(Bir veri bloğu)

══════════════════════════════

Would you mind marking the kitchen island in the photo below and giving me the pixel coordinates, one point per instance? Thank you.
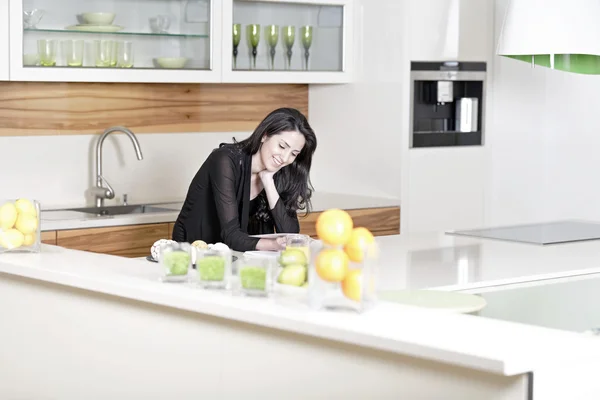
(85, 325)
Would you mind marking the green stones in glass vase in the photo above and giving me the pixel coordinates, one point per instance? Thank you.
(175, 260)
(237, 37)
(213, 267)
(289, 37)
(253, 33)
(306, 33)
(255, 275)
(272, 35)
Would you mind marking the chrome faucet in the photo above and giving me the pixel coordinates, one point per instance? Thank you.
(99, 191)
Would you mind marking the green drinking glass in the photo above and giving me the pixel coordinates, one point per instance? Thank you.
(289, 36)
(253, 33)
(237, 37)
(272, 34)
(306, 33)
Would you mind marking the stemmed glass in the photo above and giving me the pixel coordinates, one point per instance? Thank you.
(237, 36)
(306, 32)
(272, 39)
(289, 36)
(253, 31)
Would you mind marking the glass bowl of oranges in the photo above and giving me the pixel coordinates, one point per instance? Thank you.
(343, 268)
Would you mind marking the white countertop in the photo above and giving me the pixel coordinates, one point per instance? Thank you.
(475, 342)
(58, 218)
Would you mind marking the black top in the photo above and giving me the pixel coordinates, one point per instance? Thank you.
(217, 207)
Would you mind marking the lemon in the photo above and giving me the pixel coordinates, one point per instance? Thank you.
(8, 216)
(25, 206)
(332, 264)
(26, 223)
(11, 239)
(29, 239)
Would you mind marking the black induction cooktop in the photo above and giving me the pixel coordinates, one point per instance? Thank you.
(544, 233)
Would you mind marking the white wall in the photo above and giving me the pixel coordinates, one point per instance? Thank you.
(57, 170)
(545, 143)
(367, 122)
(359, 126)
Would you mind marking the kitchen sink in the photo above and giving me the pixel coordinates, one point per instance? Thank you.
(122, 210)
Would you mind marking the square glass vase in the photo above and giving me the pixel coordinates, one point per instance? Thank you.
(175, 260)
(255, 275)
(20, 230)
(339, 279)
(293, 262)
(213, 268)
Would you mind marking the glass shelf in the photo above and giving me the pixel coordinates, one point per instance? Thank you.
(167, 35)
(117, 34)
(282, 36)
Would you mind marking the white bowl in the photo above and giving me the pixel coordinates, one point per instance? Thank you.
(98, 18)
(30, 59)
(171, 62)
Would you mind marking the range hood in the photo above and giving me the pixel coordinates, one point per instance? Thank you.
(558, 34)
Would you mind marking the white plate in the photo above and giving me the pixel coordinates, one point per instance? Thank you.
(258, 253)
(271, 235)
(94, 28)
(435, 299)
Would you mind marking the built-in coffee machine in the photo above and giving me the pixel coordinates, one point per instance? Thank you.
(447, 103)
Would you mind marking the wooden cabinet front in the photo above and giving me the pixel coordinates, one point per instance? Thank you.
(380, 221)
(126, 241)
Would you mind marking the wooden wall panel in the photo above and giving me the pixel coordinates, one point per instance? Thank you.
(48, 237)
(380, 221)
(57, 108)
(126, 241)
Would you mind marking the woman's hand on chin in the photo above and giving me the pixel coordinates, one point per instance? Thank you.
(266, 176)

══════════════════════════════

Yukarıdaki materyalin bütün satırlarını, boş satırları atlayarak numaralı bir liste olarak yazar mısın? Resimler yanıtta yer almasın.

#### [Tam Çıktı]
1. Would you mind marking the kitchen island in the photo below and giving me the pixel coordinates, one point per instance? Thank you.
2. (85, 325)
3. Would you mind marking the green stones in glass vase in the photo above and giving me the pixel coordinates, one point per instance? Thank you.
4. (175, 260)
5. (237, 37)
6. (213, 267)
7. (289, 37)
8. (253, 33)
9. (306, 33)
10. (255, 275)
11. (272, 35)
12. Would you mind marking the chrome faucet in the photo above and giving me the pixel coordinates, one point per instance? Thank you.
13. (99, 191)
14. Would you mind marking the green drinking glass in the photo above and giving me the pixel coordinates, one point per instance? Thank you.
15. (289, 36)
16. (253, 33)
17. (237, 37)
18. (272, 34)
19. (306, 33)
20. Would you mind marking the stemmed glass in the photo above and giving me the pixel coordinates, one point per instance? Thank you.
21. (237, 36)
22. (306, 32)
23. (272, 39)
24. (289, 36)
25. (253, 31)
26. Would you mind marking the glass bowl of oranges in the photo above and giving me the pixel coordinates, one point per instance? Thank you.
27. (343, 268)
28. Would you mind marking the white countertop in the photo above and giving me the pixel coordinates, one point per instance? Thank you.
29. (475, 342)
30. (58, 218)
31. Would you mind marking the black top in the photo above and giving me the pixel coordinates, one point per instance? Thank you.
32. (217, 207)
33. Would you mind marking the lemon in the photo above and giving me the pixel coordinates, one point per instance? Thank you.
34. (8, 216)
35. (25, 206)
36. (332, 264)
37. (26, 223)
38. (11, 239)
39. (29, 239)
40. Would you mind marking the black induction cooktop in the photo above and giving me the pixel coordinates, one point per instance? Thank you.
41. (544, 233)
42. Would you mind marking the white wall in the photo above and giving me the pixel coordinates, one point per instance? Thank you.
43. (57, 170)
44. (545, 143)
45. (367, 122)
46. (359, 126)
47. Would you mind marking the kitchen sink in the photo above and giving me the pixel coordinates, one point per instance? Thank you.
48. (122, 210)
49. Would you mind marking the square glass vase in the photo above and giving me the pixel coordinates, one point per instance? Thank you.
50. (175, 260)
51. (255, 275)
52. (20, 230)
53. (339, 279)
54. (293, 262)
55. (213, 268)
56. Would you mind marking the glass shelf in the photo above and giving me the pixel coordinates, one point per instance? Thank you.
57. (167, 35)
58. (117, 34)
59. (282, 36)
60. Would you mind marking the white bowl in the photo above and giving me the pixel coordinates, one point per instance? Thank you.
61. (98, 18)
62. (30, 59)
63. (171, 62)
64. Would you mind marking the range hood in the photo above and giving me the pixel coordinates, one point per instance? Thank you.
65. (558, 34)
66. Would you mind marking the white plate in the photo above and giving me the pixel coordinates, one point per instance? Thank you.
67. (258, 253)
68. (271, 235)
69. (94, 28)
70. (435, 299)
71. Would you mind marking the built-in coffee machine in the photo above and giving me the pixel coordinates, one point per instance? Thank you.
72. (447, 103)
73. Would you mind marking the wooden cabinet front in the photo above and giving me the pixel coordinates, one point per instance? Thank you.
74. (380, 221)
75. (126, 241)
76. Would you mind marking the wooden wall panel in the photo above and giving me the pixel coordinates, one point per instance? Thank you.
77. (48, 237)
78. (380, 221)
79. (57, 108)
80. (126, 241)
81. Would you mind marking the woman's hand on chin in the photo above and giving me the pixel coordinates, one point per instance? Thank you.
82. (266, 176)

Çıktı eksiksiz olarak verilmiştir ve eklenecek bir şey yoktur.